TASK =
Copy the lines below verbatim, keeping every character, space, and line break unchanged.
** START OF INPUT **
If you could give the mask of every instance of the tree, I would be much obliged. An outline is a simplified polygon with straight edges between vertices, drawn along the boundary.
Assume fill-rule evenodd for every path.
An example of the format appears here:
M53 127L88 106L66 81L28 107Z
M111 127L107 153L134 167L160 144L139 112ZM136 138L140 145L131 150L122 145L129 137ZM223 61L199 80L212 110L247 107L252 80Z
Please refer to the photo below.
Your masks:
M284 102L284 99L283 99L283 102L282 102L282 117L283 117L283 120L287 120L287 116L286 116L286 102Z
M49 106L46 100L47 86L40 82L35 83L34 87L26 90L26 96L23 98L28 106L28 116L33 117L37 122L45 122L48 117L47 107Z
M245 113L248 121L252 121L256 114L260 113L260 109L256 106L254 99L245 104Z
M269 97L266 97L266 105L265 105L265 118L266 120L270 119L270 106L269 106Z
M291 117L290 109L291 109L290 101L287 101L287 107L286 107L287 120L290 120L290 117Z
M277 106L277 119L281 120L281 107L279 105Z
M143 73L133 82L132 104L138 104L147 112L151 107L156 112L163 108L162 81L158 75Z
** END OF INPUT **
CORRECT OUTPUT =
If you could give the mask of every instance of the tree, I would be much obliged. An outline is a simplified polygon with straight edges between vertices, drawn along the boundary.
Assume fill-rule evenodd for every path.
An example of the format appears here:
M53 127L88 106L66 81L28 107Z
M111 127L107 153L134 167L160 144L139 112ZM136 138L140 145L131 150L122 145L129 137ZM223 61L199 80L212 110L247 107L252 80Z
Please refer to the photo below.
Your masks:
M284 102L284 99L283 99L283 102L282 102L282 117L283 117L283 120L287 120L287 116L286 116L286 102Z
M49 106L46 100L47 86L40 82L35 83L34 87L26 90L26 96L23 98L28 106L28 116L33 117L37 122L45 122L48 117L47 107Z
M245 113L248 121L252 121L256 114L260 113L260 109L256 106L254 99L245 104Z
M269 97L266 97L266 105L265 105L265 118L266 120L270 119L270 106L269 106Z
M291 117L290 109L291 109L290 101L287 101L287 107L286 107L287 120L290 120L290 117Z
M277 106L277 119L281 120L281 107L279 105Z
M143 73L133 82L132 104L138 104L147 112L151 107L156 112L163 108L162 81L158 75Z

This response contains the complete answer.